§ THE EXERCISE:
Render the lines of the records below as a JSON list of strings, one string per line with blank lines omitted. Include only the lines from the one holding "Target: frost-covered grass" through the one holding "xmin=224 ymin=142 xmax=254 ymax=155", inclusive.

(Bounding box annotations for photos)

'''

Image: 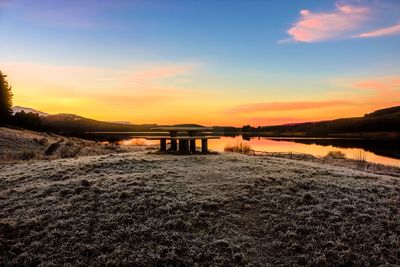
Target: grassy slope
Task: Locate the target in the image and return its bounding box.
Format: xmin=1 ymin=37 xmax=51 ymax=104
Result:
xmin=0 ymin=152 xmax=400 ymax=266
xmin=0 ymin=127 xmax=130 ymax=161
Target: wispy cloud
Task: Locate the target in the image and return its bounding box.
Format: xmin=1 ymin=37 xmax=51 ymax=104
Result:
xmin=225 ymin=100 xmax=354 ymax=114
xmin=355 ymin=24 xmax=400 ymax=38
xmin=287 ymin=4 xmax=370 ymax=42
xmin=2 ymin=62 xmax=197 ymax=112
xmin=279 ymin=0 xmax=400 ymax=43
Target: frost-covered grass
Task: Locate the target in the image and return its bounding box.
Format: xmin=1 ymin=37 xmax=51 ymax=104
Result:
xmin=0 ymin=151 xmax=400 ymax=266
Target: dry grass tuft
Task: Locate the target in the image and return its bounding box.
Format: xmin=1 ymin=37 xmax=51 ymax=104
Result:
xmin=224 ymin=141 xmax=254 ymax=155
xmin=354 ymin=149 xmax=367 ymax=168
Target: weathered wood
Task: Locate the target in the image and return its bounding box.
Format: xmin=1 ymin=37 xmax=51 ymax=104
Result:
xmin=189 ymin=139 xmax=196 ymax=153
xmin=160 ymin=138 xmax=167 ymax=151
xmin=179 ymin=139 xmax=189 ymax=153
xmin=171 ymin=139 xmax=178 ymax=151
xmin=145 ymin=136 xmax=220 ymax=140
xmin=201 ymin=138 xmax=208 ymax=153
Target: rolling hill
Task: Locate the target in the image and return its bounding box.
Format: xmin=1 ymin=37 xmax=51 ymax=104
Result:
xmin=249 ymin=106 xmax=400 ymax=138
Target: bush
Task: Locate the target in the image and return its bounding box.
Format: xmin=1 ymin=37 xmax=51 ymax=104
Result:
xmin=325 ymin=151 xmax=346 ymax=159
xmin=354 ymin=149 xmax=367 ymax=168
xmin=224 ymin=142 xmax=254 ymax=155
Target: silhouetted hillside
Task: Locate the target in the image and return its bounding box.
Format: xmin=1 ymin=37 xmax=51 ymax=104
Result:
xmin=12 ymin=106 xmax=49 ymax=117
xmin=253 ymin=106 xmax=400 ymax=137
xmin=42 ymin=114 xmax=157 ymax=134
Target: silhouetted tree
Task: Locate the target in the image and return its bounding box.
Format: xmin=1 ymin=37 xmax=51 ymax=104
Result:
xmin=0 ymin=71 xmax=13 ymax=124
xmin=12 ymin=111 xmax=42 ymax=131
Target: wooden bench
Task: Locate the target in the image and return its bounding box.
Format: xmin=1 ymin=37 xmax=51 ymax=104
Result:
xmin=146 ymin=136 xmax=219 ymax=153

'''

§ RESULT OF THE TASK:
[
  "Target: frost-covered grass",
  "Task: Locate the target in the image and return its bounding box.",
  "Format: xmin=1 ymin=37 xmax=51 ymax=104",
  "Result:",
  "xmin=0 ymin=151 xmax=400 ymax=266",
  "Target: dry grass tuft",
  "Task: Locate the target in the image and return its bounding box.",
  "Format: xmin=1 ymin=37 xmax=51 ymax=104",
  "Result:",
  "xmin=224 ymin=141 xmax=254 ymax=155",
  "xmin=354 ymin=149 xmax=367 ymax=168",
  "Target: weathered wood",
  "Task: Locate the target in the image and return its bounding box.",
  "Format: xmin=1 ymin=37 xmax=51 ymax=104",
  "Result:",
  "xmin=189 ymin=139 xmax=196 ymax=153",
  "xmin=160 ymin=138 xmax=167 ymax=151",
  "xmin=179 ymin=139 xmax=189 ymax=153",
  "xmin=171 ymin=139 xmax=178 ymax=151",
  "xmin=145 ymin=136 xmax=220 ymax=140",
  "xmin=201 ymin=138 xmax=208 ymax=153",
  "Target: rolling hill",
  "Task: Locate the target in the image and return its bounding box.",
  "Format: xmin=1 ymin=37 xmax=51 ymax=104",
  "Result:",
  "xmin=249 ymin=106 xmax=400 ymax=138",
  "Target: bush",
  "Task: Locate the target in the image and return its bounding box.",
  "Format: xmin=1 ymin=37 xmax=51 ymax=104",
  "Result:",
  "xmin=325 ymin=151 xmax=346 ymax=159",
  "xmin=354 ymin=149 xmax=367 ymax=168",
  "xmin=224 ymin=142 xmax=254 ymax=155"
]